### Document extract
━━━━━━━━

PROCEDURAL HISTORY AND STATEMENT OF FACTS
¶3. A DeSoto County grand jury indicted Wayne, Az-Hakim Oliver, and Kalani Tiapula for conspiracy to commit murder (Count I), the first-degree murder of Shavez Aldridge (Count II), and the first-degree murder of Rodney Clark (Count III). Wayne, Oliver, and Tiapula were tried together in a five-day trial beginning October 5, 2020.
¶4. Mickquez Aldridge and Davion Austin, who were both present on the evening of the shooting, testified for the State. They both testified that on April 1, 2019, they and Shavez were sitting at Shavez's grandmother's house on Tacoma Place (a cul-de-sac off of Lafayette Drive in Olive Branch, Mississippi) when Tiapula, Wayne, and Oliver pulled up to Wayne's grandmother's house, which was next door.

━━━━━━━━

### Information supplied
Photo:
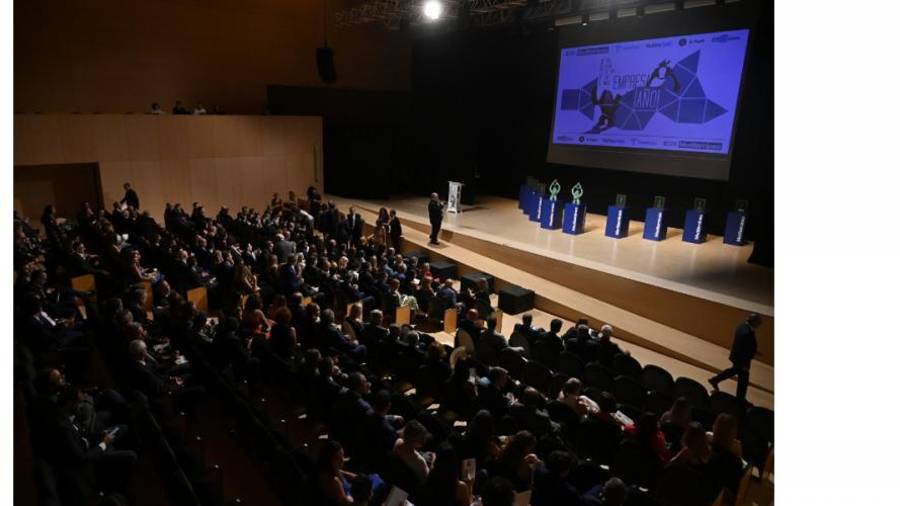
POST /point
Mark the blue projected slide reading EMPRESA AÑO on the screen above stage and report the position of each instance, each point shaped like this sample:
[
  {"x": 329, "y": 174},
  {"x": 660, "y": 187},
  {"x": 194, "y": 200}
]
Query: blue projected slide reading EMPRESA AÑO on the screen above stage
[{"x": 673, "y": 93}]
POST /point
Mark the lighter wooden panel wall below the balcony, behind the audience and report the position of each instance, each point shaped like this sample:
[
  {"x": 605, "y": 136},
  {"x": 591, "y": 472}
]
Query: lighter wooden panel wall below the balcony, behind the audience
[{"x": 215, "y": 160}]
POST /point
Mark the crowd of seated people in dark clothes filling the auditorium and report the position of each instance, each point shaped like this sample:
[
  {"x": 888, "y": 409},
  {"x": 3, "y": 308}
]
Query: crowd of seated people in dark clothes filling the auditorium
[{"x": 279, "y": 282}]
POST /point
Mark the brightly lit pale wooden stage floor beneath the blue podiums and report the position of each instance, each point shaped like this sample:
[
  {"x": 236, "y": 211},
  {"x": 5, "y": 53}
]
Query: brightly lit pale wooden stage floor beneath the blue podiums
[{"x": 712, "y": 270}]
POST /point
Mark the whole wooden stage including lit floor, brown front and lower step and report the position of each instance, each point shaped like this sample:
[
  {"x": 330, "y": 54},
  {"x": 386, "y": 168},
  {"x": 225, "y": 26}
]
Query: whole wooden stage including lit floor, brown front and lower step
[{"x": 677, "y": 299}]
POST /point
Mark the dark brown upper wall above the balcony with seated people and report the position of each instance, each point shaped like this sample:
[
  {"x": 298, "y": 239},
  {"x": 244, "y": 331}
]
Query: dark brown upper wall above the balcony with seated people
[{"x": 114, "y": 56}]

━━━━━━━━

### Directions
Answer these questions from the procedural history and statement of facts:
(a) On what date did the five-day trial begin?
(b) On which street was Shavez's grandmother's house?
(c) Whose grandmother's house was next door to it?

### Reply
(a) October 5, 2020
(b) Tacoma Place
(c) Wayne's grandmother's house